From the first entry to the last, repeat the listing exactly.

*** MATERIAL FOR THIS TASK Section Begins ***

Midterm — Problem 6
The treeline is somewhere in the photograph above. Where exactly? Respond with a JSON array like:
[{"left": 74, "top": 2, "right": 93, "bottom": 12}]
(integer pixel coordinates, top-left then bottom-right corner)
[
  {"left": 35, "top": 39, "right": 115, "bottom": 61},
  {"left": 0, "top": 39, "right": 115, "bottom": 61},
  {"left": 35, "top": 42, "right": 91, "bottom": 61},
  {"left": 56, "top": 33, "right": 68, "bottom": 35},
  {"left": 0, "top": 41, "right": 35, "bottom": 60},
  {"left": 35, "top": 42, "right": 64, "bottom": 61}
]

*** MATERIAL FOR THIS TASK Section Ends ***

ANSWER TO THE PROBLEM:
Midterm — Problem 6
The treeline is somewhere in the photograph above. Where exactly? Respond with a JSON array like:
[{"left": 74, "top": 2, "right": 93, "bottom": 12}]
(integer pixel coordinates, top-left then bottom-right corner)
[
  {"left": 35, "top": 39, "right": 115, "bottom": 61},
  {"left": 0, "top": 39, "right": 115, "bottom": 61},
  {"left": 35, "top": 42, "right": 91, "bottom": 61},
  {"left": 56, "top": 33, "right": 68, "bottom": 35},
  {"left": 0, "top": 41, "right": 35, "bottom": 60},
  {"left": 35, "top": 42, "right": 64, "bottom": 61}
]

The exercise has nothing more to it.